--- EXERCISE AIM ---
Exactly the lines from the one containing "Exercise. Point out the sidewalk" through the end of the data below are to be reproduced, and nothing besides them.

....

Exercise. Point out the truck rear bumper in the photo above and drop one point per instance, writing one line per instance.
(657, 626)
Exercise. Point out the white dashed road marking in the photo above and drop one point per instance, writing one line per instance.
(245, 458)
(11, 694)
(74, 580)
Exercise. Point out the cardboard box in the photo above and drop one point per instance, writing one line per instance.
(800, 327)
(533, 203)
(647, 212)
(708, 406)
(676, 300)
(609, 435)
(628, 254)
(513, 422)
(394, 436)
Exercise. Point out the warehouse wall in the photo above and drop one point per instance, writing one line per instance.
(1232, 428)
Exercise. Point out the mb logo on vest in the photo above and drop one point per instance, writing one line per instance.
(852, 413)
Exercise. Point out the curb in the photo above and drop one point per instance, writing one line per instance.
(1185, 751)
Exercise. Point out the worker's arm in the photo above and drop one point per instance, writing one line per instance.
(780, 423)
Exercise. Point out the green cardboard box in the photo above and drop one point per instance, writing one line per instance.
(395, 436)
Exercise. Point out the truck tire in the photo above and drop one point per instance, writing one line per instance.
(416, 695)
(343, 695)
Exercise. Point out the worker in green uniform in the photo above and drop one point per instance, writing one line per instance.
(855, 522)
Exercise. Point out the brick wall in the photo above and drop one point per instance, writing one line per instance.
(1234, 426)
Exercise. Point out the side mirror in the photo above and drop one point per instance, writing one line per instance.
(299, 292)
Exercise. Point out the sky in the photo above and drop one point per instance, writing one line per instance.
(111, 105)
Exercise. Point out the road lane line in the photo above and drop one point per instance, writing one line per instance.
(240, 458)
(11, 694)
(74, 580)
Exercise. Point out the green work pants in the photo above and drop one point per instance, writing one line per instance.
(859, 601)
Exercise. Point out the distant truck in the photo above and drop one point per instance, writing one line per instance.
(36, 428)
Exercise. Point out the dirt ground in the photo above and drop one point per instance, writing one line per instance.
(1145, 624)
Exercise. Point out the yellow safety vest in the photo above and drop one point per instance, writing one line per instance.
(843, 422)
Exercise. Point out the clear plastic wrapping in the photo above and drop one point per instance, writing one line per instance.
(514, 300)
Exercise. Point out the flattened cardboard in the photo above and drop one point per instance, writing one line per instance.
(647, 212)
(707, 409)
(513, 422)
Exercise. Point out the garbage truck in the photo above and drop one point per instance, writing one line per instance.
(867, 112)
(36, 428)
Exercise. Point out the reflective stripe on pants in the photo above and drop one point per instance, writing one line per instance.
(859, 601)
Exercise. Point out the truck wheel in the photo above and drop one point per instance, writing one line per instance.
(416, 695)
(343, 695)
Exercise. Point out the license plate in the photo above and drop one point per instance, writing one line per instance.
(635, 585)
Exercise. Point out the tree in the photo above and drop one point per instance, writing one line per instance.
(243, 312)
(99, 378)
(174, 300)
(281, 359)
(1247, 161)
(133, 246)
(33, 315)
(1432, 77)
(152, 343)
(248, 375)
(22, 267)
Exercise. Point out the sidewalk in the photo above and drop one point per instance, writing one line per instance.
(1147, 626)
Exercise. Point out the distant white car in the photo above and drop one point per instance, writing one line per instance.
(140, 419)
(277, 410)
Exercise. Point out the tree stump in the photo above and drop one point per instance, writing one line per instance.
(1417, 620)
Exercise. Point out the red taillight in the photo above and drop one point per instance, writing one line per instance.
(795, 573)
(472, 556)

....

--- REPLY TO THE TASK ---
Exercise. Point out the sidewalk in the photo above and drop one point per instance, writing one line per instance.
(1147, 626)
Exercise. Point out the distant white car in the photo above and drop one point per instance, writing one line per instance.
(140, 419)
(277, 410)
Exercise. Point out the tree stump in the photo above and drop one point per instance, writing one line per instance.
(1417, 620)
Exercise. Point out the red taillight in the photo above and drop one point per instance, writing one line per instance.
(795, 573)
(472, 556)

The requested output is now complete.